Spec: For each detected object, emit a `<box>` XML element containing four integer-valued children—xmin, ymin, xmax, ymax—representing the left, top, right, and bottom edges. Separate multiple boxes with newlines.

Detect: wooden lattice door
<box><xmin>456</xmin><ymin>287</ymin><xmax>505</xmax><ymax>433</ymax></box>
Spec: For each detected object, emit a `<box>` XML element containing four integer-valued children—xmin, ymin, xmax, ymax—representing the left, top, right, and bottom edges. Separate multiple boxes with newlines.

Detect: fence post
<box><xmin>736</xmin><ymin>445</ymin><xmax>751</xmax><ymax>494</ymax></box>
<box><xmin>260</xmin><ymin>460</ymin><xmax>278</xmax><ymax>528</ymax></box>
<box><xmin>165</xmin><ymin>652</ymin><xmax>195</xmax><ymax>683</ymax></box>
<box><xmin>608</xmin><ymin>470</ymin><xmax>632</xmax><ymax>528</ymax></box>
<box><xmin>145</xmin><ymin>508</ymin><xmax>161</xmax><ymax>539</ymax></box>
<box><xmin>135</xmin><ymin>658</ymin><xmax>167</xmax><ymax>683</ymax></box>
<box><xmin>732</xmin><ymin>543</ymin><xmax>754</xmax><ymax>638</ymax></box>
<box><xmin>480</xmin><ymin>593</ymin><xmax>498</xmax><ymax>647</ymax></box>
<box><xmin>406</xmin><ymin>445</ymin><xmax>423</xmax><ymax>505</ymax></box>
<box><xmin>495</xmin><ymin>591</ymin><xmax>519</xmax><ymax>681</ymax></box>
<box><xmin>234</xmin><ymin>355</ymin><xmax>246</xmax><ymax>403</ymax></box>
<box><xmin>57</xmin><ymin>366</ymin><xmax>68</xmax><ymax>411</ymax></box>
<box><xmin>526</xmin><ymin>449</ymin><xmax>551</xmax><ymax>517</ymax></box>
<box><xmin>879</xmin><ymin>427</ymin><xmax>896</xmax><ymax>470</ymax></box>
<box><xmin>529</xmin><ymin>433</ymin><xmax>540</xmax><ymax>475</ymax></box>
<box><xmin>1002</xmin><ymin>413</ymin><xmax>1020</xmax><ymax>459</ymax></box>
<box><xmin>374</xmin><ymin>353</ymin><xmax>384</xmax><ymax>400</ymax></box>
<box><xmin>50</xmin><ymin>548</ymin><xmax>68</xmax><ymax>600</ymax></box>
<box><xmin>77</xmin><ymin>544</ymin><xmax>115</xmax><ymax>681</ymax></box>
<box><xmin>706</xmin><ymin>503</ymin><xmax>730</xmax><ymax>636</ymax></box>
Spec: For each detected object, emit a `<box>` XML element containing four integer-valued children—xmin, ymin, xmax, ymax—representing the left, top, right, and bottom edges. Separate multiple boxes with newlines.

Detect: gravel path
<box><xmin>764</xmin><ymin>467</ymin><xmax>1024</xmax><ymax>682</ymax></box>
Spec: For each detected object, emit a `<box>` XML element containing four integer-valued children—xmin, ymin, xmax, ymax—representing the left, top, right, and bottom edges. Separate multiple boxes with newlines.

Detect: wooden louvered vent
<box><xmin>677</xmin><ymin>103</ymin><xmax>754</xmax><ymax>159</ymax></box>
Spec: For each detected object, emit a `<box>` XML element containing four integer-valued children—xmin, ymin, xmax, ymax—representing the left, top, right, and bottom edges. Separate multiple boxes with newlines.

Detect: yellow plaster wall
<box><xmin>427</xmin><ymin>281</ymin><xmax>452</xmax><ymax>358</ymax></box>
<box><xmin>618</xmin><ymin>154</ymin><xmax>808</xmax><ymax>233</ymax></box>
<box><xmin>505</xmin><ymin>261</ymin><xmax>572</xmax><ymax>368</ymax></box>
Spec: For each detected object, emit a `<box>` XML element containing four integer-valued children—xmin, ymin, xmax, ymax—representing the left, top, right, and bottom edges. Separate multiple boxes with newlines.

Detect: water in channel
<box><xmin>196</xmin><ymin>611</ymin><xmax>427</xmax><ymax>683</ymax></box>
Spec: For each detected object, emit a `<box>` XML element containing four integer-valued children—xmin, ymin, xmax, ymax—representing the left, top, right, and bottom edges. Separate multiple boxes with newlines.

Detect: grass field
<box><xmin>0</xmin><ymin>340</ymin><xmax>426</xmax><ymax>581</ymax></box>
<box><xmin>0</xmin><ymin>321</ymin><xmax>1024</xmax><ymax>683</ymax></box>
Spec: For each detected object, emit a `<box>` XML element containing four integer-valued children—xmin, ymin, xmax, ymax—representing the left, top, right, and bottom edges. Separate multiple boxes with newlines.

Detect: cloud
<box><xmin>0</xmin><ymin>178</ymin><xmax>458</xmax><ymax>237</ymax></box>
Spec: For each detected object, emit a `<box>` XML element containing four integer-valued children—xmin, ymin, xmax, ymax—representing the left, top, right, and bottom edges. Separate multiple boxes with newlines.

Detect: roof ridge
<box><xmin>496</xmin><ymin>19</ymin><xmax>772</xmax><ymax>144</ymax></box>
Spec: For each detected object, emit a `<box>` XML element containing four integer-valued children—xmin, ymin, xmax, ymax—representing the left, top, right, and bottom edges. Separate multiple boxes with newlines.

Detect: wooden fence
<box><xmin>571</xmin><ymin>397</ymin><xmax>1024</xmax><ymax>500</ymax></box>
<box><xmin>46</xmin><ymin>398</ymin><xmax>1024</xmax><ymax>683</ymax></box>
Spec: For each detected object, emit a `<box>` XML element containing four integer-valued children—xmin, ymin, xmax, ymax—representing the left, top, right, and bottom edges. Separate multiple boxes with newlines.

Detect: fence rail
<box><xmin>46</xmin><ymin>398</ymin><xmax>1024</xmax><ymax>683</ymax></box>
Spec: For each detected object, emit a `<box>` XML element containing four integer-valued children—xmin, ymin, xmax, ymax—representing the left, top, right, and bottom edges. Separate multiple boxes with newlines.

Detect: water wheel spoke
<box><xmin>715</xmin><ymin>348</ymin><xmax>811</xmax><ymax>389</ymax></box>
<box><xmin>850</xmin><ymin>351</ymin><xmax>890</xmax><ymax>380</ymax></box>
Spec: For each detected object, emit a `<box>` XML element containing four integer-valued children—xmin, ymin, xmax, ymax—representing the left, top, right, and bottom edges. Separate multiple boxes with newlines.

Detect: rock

WHAT NEEDS TO BE DONE:
Which lines of the records above contain the word "fence"? Pull out each of them, treating case as significant.

SOLUTION FOR THIS PROBLEM:
Detect: fence post
Detect: wooden fence
Detect: fence rail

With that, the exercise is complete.